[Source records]
%%

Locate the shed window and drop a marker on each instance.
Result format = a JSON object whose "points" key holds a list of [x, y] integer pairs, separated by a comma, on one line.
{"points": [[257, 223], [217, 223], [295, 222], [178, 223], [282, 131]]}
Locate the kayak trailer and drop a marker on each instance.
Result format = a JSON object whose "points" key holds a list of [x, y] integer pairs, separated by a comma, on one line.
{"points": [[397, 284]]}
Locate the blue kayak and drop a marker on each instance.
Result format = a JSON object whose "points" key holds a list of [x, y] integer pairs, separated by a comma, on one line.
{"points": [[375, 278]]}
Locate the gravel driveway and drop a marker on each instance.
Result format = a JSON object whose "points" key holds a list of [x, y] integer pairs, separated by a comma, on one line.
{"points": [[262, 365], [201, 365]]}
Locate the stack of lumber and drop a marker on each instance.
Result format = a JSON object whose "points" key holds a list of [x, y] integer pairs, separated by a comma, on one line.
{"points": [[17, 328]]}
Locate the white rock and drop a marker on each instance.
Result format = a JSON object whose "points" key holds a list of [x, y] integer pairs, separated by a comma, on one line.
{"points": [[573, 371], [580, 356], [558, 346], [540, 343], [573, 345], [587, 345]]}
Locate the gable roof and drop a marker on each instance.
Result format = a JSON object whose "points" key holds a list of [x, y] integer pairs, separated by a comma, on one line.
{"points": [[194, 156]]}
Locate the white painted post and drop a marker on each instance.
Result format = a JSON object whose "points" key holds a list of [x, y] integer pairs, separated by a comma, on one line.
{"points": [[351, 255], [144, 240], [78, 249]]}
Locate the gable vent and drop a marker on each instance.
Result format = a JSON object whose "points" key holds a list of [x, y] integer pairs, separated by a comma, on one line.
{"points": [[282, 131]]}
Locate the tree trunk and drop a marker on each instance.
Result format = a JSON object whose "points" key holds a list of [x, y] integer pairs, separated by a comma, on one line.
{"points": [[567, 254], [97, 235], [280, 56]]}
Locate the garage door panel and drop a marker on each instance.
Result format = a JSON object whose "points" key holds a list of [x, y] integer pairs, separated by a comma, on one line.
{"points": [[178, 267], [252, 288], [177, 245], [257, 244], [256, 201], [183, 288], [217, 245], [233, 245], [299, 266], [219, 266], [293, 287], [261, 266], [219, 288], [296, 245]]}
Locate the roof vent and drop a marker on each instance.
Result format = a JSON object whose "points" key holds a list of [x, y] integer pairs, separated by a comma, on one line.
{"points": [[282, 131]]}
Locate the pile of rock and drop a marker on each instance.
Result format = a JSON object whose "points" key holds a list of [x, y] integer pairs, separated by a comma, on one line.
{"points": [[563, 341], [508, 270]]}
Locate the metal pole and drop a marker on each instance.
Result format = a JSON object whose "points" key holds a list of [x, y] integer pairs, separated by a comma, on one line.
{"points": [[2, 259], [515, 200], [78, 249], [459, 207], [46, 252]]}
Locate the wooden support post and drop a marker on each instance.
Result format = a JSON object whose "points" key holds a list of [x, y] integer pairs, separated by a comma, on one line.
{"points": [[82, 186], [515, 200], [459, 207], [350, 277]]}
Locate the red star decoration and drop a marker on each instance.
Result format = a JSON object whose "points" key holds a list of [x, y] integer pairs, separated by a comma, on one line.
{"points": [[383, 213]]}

%%

Update the records above by replacing "drop a marker" with "place a point" wherever it occurs, leaving everything else unchanged.

Locate the shed window and place a point on each instance.
Result format = a JSON object whose "points" key holds a list of [x, y] integer pairs, separated by a comma, on one line.
{"points": [[257, 223], [217, 223], [295, 222], [178, 223], [282, 131]]}
Locate the kayak trailer and place a point on each instance.
Result format = a JSON object whose "points" key holds a list of [x, y] integer pairs, separated by a comma, on one line.
{"points": [[397, 284]]}
Locate the blue kayak and place a point on each instance.
Result format = a JSON object whose "points" key holds a list of [x, y] integer pairs, separated by a comma, on one line.
{"points": [[375, 278]]}
Locate the gravel driveway and place a point on each instance.
Result format = a JSON object whose "points" key holds a list of [x, y] integer pairs, separated by a comma, on one line.
{"points": [[262, 365], [201, 365]]}
Locate the stack of lumber and place a point on each instance.
Result format = a JSON object whose "points" key holds a list of [x, y] integer pairs, separated by a comma, on one line.
{"points": [[17, 328]]}
Locate the white rock and place a point on each instance.
Result format = a JSON object whose "points" key holds a list of [x, y] integer pairs, separated by a comma, on one line.
{"points": [[573, 371], [580, 356], [558, 346], [540, 343], [573, 345], [587, 345]]}
Locate the gable roof and place a point on each instance.
Result format = a JSON object whose "points" key holds a list of [x, y] integer pairs, separated by a comma, on one line.
{"points": [[194, 156]]}
Locate the white painted post and place a point on each instance.
Result format = a JSON object whose "points" key holds a list of [x, y] integer pairs, separated by a comma, on one line.
{"points": [[351, 255], [144, 240], [78, 249]]}
Locate the gable vent and place a point on each instance.
Result format = a JSON object whose "points" key holds a list of [x, y] integer pairs, separated by a comma, on one line.
{"points": [[282, 131]]}
Locate the tree trunk and place a point on each instance.
Result format = a JSON object whose "points" key holds a list of [x, y] integer pairs, separated by a comma, on one line.
{"points": [[567, 254], [97, 235], [280, 56]]}
Locate the garage door panel and place a point on each instance.
Result format = a JSON object whose "points" key holds a list of [x, y] integer pairs, separated by a comma, on one line.
{"points": [[178, 267], [252, 288], [177, 245], [257, 244], [256, 201], [183, 288], [217, 245], [233, 245], [299, 266], [219, 266], [293, 287], [261, 266], [219, 288], [296, 245]]}
Locate the roof vent and place a point on each instance.
Result format = a JSON object whose "points" key holds a list of [x, y] integer pairs, separated by a comma, on one line.
{"points": [[282, 131]]}
Locate the pile of rock and place a point on each instance.
Result format = a JSON object whose "points" key holds a list of [x, y] integer pairs, separated by a comma, on one line.
{"points": [[563, 341], [508, 270]]}
Locate the metal pole and place a point on each instance.
Result format = a JSON object whose "points" key holds a list of [x, y] integer pairs, separated by a comma, on one line.
{"points": [[2, 259], [515, 200], [78, 249], [459, 207], [46, 252]]}
Locate the wooden support post and place a point on each instance.
Result format = a JSON object whose "points" key holds a list of [x, y] integer pairs, separated by a comma, on one line.
{"points": [[82, 186], [515, 200], [459, 207], [350, 277]]}
Locate the red star decoration and place a point on each instance.
Result format = a JSON object whose "points" key holds a list of [x, y] integer pairs, separated by a comma, on one line.
{"points": [[383, 213]]}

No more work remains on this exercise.